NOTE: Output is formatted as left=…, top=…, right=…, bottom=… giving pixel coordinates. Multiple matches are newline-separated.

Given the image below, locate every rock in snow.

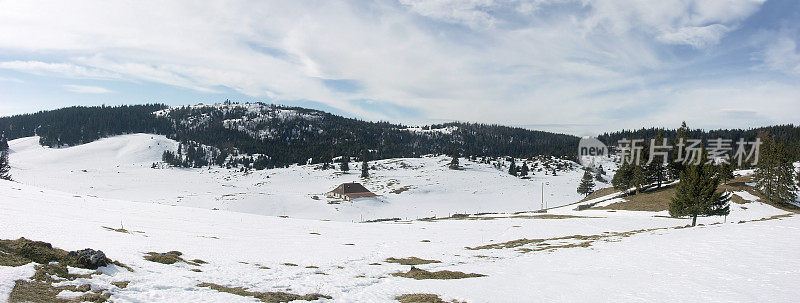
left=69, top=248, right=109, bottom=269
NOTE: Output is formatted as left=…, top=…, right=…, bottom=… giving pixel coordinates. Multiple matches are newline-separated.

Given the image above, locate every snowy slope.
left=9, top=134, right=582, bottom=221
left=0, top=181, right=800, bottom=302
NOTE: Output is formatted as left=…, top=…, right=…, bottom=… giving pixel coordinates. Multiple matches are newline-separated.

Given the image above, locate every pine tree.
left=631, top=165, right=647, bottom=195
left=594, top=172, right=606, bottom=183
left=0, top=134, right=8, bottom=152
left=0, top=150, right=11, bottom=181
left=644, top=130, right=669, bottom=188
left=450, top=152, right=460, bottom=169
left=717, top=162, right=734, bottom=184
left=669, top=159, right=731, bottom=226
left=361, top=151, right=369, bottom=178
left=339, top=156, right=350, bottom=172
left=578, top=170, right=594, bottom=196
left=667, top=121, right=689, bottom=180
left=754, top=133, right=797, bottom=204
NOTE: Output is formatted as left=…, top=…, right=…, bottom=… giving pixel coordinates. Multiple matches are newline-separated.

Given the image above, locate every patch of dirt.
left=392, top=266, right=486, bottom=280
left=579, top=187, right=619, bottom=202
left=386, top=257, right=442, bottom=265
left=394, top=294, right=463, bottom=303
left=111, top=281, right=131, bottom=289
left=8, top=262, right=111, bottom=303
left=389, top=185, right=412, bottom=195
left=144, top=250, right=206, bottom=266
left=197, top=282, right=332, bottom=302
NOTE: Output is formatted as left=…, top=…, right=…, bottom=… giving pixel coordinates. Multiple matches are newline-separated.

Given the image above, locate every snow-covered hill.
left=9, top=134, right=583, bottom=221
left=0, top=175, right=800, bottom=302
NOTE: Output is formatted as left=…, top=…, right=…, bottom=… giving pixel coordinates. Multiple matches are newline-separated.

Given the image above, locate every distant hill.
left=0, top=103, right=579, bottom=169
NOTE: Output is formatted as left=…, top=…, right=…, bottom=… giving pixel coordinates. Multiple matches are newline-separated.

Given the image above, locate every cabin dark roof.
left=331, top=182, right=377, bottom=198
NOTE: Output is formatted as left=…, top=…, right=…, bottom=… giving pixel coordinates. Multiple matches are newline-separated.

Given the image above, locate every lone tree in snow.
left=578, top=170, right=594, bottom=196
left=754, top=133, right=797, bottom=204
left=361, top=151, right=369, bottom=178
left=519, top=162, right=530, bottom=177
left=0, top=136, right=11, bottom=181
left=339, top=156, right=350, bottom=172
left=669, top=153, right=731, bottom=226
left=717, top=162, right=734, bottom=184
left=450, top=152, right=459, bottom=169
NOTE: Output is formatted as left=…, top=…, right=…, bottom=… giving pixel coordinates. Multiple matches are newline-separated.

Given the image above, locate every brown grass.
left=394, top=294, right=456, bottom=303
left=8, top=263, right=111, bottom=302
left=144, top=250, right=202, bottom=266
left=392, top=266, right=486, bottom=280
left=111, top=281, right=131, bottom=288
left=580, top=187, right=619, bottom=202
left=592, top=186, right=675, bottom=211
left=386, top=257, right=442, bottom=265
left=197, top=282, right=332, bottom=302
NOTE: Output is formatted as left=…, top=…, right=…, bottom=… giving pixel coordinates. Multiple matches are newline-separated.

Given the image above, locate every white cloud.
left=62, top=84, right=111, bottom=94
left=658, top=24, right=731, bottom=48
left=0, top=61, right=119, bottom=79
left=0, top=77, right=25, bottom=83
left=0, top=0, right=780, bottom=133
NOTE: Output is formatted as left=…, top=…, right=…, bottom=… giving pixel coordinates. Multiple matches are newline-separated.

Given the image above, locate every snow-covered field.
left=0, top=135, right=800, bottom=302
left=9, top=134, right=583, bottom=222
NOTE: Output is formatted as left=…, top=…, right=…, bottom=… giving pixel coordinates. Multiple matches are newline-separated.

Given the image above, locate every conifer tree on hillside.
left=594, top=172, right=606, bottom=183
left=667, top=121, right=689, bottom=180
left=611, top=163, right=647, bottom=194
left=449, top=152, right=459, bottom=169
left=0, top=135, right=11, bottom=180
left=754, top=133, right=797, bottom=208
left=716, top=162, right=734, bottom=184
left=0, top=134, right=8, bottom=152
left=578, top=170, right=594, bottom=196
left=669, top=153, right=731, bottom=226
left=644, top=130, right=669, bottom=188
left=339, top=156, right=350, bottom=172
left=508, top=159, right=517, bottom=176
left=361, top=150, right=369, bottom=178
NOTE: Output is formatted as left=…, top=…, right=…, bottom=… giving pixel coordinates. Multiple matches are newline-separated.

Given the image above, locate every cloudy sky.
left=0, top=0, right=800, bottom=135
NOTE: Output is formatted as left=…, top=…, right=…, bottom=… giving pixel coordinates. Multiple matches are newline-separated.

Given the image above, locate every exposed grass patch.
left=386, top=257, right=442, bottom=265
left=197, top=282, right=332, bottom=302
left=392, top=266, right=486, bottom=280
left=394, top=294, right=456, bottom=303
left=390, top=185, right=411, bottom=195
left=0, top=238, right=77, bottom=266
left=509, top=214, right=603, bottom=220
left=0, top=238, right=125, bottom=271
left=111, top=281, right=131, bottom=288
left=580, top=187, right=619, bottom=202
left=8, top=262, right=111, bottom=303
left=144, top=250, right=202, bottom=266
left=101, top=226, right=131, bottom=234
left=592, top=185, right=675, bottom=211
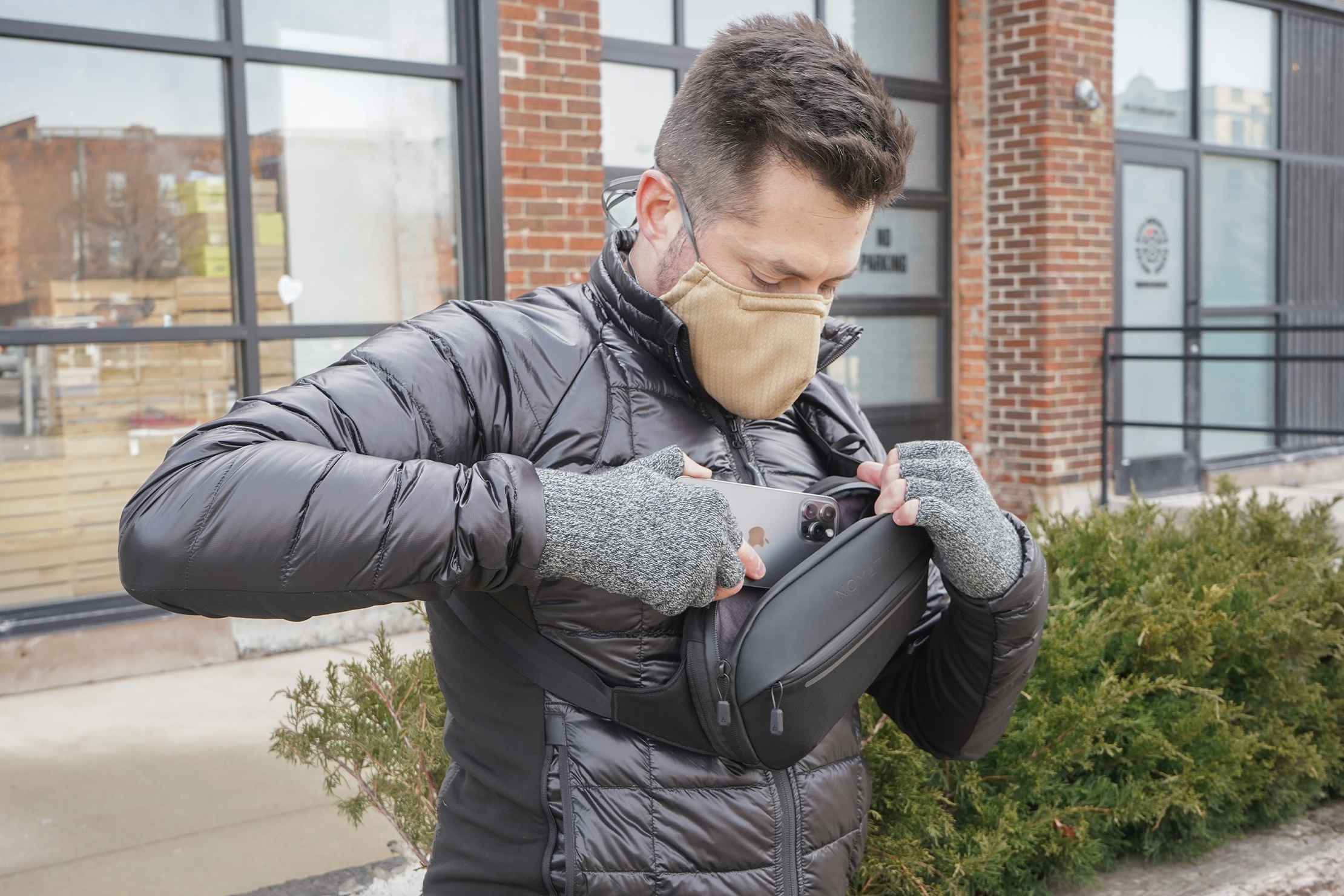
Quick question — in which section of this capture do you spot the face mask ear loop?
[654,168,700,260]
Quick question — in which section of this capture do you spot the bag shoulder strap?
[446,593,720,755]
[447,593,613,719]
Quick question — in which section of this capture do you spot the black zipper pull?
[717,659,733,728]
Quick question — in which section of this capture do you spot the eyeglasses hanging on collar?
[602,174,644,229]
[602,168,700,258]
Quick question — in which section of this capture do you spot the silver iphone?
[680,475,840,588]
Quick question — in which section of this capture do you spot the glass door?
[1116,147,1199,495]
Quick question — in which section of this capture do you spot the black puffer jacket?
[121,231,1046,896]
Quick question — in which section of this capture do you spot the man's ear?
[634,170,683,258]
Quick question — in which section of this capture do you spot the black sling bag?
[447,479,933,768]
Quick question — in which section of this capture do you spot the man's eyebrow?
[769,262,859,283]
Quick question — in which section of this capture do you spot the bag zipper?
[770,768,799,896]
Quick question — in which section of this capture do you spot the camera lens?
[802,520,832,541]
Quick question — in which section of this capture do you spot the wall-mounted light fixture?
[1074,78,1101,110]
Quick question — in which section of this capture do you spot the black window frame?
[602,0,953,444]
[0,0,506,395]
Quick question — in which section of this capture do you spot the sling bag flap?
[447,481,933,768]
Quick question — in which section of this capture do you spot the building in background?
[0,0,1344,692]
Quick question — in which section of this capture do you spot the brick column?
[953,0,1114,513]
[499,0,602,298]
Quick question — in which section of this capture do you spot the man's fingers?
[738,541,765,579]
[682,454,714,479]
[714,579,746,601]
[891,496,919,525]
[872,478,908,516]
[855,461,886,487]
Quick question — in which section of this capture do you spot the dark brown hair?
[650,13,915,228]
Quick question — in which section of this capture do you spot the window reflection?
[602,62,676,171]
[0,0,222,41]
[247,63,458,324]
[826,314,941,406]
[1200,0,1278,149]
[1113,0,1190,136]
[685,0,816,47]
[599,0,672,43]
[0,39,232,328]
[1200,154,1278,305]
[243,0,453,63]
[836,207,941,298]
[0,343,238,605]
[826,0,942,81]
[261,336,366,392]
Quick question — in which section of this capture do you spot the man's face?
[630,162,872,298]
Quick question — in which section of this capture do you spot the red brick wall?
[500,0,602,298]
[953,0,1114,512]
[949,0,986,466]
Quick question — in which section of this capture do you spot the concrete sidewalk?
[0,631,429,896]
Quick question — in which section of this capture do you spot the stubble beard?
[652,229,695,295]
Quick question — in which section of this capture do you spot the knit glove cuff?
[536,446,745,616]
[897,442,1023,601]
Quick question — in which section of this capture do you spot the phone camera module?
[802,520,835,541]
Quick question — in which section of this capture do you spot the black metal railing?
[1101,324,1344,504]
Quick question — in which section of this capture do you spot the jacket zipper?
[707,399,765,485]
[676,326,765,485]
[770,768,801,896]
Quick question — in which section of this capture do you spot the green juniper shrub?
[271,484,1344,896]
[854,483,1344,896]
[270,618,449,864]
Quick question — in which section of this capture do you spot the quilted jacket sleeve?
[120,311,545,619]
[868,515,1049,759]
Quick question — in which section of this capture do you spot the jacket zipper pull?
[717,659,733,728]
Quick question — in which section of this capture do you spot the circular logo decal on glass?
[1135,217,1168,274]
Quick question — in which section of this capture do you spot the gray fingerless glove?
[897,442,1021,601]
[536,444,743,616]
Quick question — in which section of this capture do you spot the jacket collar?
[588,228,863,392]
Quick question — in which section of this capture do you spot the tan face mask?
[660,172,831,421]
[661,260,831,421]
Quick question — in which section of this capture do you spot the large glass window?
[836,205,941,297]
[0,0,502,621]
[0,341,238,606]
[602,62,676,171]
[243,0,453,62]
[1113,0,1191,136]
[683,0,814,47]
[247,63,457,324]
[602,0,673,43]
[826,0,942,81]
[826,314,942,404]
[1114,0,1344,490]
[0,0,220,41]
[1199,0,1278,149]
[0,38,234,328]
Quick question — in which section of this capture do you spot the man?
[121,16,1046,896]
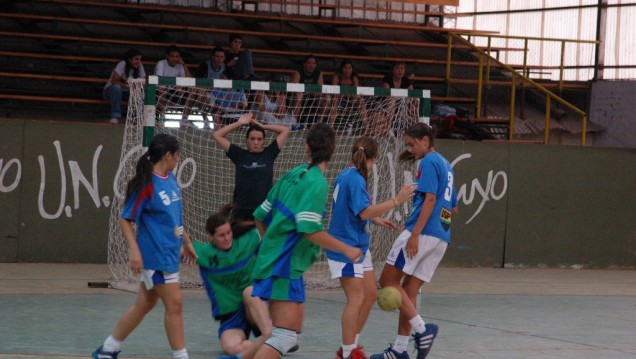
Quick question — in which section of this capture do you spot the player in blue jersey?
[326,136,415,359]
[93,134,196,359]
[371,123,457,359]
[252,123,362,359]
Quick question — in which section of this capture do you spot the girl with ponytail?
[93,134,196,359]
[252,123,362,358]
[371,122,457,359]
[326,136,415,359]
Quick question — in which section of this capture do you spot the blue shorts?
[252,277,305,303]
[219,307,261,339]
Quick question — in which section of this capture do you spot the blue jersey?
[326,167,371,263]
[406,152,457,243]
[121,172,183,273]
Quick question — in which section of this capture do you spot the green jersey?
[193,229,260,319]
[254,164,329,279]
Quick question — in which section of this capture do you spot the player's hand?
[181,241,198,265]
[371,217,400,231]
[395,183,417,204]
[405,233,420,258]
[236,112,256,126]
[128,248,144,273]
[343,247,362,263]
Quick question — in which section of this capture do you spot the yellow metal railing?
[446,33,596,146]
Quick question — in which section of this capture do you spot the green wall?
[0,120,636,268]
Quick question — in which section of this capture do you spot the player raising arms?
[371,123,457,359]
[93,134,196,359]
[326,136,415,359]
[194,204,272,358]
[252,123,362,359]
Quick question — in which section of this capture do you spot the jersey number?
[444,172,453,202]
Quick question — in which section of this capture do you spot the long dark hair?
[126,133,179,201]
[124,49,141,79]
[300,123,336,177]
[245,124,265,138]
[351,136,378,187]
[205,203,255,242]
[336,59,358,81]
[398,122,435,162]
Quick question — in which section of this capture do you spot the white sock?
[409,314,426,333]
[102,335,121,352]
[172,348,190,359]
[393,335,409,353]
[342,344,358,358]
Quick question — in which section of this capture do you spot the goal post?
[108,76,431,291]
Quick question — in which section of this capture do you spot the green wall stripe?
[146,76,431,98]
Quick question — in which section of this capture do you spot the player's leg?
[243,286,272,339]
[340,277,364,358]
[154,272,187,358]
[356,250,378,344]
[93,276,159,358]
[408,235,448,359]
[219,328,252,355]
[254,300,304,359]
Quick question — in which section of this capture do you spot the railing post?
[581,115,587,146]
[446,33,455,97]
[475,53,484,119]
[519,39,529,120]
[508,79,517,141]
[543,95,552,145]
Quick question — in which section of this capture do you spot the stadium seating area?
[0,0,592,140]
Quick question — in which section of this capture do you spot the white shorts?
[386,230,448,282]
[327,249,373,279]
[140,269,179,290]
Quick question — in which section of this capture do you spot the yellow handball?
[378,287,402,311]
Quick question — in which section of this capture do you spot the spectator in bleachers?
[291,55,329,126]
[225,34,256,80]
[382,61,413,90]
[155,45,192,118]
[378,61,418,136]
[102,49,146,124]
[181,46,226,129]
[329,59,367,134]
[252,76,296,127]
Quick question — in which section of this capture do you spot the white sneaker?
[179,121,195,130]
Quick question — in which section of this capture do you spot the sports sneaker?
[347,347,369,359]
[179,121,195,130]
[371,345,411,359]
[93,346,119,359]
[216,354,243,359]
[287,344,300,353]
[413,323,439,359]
+ + +
_DO THIS_.
Rewrite the records from the line containing "mask ear loop?" through the line containing "[770,768,799,896]", both included, keeping the request lines unchanged and scaling every coordinate in the answers by 1.4, rounded to whole numbers with halves rounded up. Give only those lines.

_WRITTEN SOLUTION_.
Quick question — in which section of this capture do you spot the face mask ear loop?
[916,235,980,364]
Quick question — in which section of this capture do you spot the bag shoulder strap?
[624,830,1008,1057]
[626,830,858,1007]
Quick question — in which section of this capture do you spot the black zipper pull?
[1004,923,1026,1019]
Quick question — in which section of this capture do you spot the eyeglasses hanging on collar?
[843,244,902,321]
[843,235,980,361]
Quick question — in which section of this capture do you spot the silver iphone?
[952,665,1176,823]
Quick question — in which section of this capture do you spot the glass door?
[1562,206,1679,693]
Quick question — in which section of this capture do you spot the black puffer jacket?
[169,323,1464,1254]
Quick question — in which section of this capture do you spot the man's ear?
[888,238,956,361]
Quick question — in which section of this capture do you spot the black sling bag?
[626,671,1306,1075]
Quick question — in which section of this capture do you spot the man's eyebrow?
[1077,367,1203,396]
Quick question — in which section of this capture do you spot the bag zipper?
[1078,1075,1119,1254]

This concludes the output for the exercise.